==== Input ====

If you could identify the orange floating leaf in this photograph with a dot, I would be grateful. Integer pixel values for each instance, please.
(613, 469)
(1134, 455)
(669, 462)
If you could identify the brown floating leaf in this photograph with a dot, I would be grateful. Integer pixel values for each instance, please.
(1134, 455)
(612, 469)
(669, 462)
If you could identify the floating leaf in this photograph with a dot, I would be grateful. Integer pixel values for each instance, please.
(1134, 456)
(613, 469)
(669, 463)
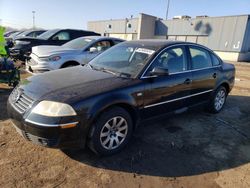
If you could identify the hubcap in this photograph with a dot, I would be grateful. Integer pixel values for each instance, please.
(114, 132)
(220, 100)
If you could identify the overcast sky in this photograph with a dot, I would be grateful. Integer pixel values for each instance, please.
(76, 13)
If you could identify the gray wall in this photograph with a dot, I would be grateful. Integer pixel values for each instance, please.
(218, 33)
(117, 26)
(146, 27)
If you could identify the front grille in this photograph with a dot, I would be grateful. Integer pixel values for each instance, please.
(20, 101)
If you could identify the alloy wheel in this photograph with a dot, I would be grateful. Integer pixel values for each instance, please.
(114, 133)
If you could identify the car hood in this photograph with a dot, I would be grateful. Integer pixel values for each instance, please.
(48, 50)
(71, 84)
(29, 39)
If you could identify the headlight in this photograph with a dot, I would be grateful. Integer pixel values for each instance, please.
(17, 42)
(53, 109)
(52, 58)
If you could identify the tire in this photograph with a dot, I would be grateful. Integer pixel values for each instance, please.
(105, 137)
(218, 100)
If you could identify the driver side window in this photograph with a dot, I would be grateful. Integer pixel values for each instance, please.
(173, 59)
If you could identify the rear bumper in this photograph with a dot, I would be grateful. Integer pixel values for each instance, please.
(46, 135)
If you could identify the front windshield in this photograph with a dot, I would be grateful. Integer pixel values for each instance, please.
(78, 43)
(23, 33)
(124, 59)
(46, 35)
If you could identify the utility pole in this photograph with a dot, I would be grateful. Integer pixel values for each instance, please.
(33, 13)
(168, 2)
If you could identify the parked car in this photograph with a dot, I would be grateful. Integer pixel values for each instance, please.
(30, 33)
(76, 52)
(102, 103)
(9, 39)
(22, 47)
(8, 33)
(27, 33)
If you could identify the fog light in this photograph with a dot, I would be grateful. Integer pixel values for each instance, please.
(69, 125)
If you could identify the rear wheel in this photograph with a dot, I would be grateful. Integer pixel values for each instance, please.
(111, 132)
(218, 100)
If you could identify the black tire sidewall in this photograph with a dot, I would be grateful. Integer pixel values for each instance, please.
(213, 109)
(95, 143)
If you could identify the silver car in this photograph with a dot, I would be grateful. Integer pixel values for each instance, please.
(76, 52)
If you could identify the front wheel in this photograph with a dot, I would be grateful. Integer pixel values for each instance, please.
(111, 132)
(218, 100)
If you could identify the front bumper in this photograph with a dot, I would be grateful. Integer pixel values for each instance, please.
(18, 54)
(48, 135)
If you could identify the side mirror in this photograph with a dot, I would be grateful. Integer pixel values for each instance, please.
(56, 38)
(93, 49)
(159, 71)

====

What is asked
Copy the data character for character, but drop all pictures from the copy.

Response to the task
If you could identify the orange floating leaf in this photograph with a dot, I would be grateful. Integer pixel values for each instance, please.
(613, 469)
(1134, 455)
(669, 462)
If you could identify the brown floating leaf in this photograph with a dot, I would be grateful. Integer pixel values for each instance, please.
(1134, 455)
(612, 469)
(669, 462)
If you could identify the floating leaf in this photograph with a dot, I would be grateful. Integer pixel values for each instance, please.
(1134, 456)
(613, 469)
(669, 463)
If you could identify the hubcap in this photograph with a dot, I would be grateful. Integer pixel values for each instance, please.
(114, 132)
(220, 100)
If you could identify the overcast sky in this photograph with a dot, I would be grateful. Integer pixel values for each instance, please.
(76, 13)
If you could identify the gray wall in this photograph with a dot, I would be grateful. Integer pixel values for each instance, please.
(218, 33)
(117, 26)
(146, 27)
If you could identify the front grille in this photograph with a dot, I would be grateful. Integer pixel values for each instance, please.
(20, 101)
If you could identify the alloy wheel in this photograph with a dot, I would be grateful. Integer pixel values for each instance, please.
(114, 133)
If you could identify the car hood in this photograph with a dot, I would be grateful. Integer pixel values for each instance, please.
(48, 50)
(71, 84)
(29, 39)
If you could identify the headlight in this photograph with a dot, I would be grateful. Integer pixel values for each instance, please.
(17, 42)
(53, 109)
(52, 58)
If you could identify the tire in this photograph with a dot, I would be grateful. Integer pixel values for each instance, please.
(105, 137)
(218, 100)
If you could identify the driver side window in this photograph with a dot, I would be grateful. Integer pixel values for each instance, please.
(173, 59)
If you could identify the rear bumper in this photograph with a dot, I would be grateful. Integer pixel values for each instance, please.
(46, 135)
If you could identify the front windshield in this photograph with a dot, I would be grateful. Integer pixel values for each instance, please.
(78, 43)
(23, 33)
(124, 59)
(46, 35)
If you could identify the utility pole in this photograph with a dot, I would be grateful. Integer pixel values for each instance, please.
(33, 13)
(168, 2)
If you could identify the parked car in this photograph with a dot, I would be grateful. Integer pixel values for each instance, please.
(30, 33)
(76, 52)
(102, 103)
(9, 39)
(22, 47)
(8, 33)
(27, 33)
If you could identify the fog light in this photograph with a dot, I would be grateful. Integer pixel values for each instance, please.
(69, 125)
If you could identify the rear wheel in this photograph with a dot, I would be grateful. Integer pixel values for each instance, please.
(111, 132)
(218, 100)
If you could identify the black tire sidewall in this photograph with a dot, I would be grateful. Integer pixel values for each instance, please.
(213, 109)
(95, 143)
If you could identify the silver car in this photograph with a dot, I would be grateful. Integer pixel values for each instance, please.
(76, 52)
If you could identify the front wheel in this photograph with a dot, I would be grateful. Integer pixel values for each instance, please.
(111, 132)
(218, 100)
If you could identify the front bumper in this photograph with a dot, I would be grateful. Integer pixel values for each instance, please.
(18, 54)
(48, 135)
If you could identify the side mirror in this photograph with a dot, I would be grateful. Integer pixel values for each instance, please.
(56, 38)
(93, 49)
(159, 71)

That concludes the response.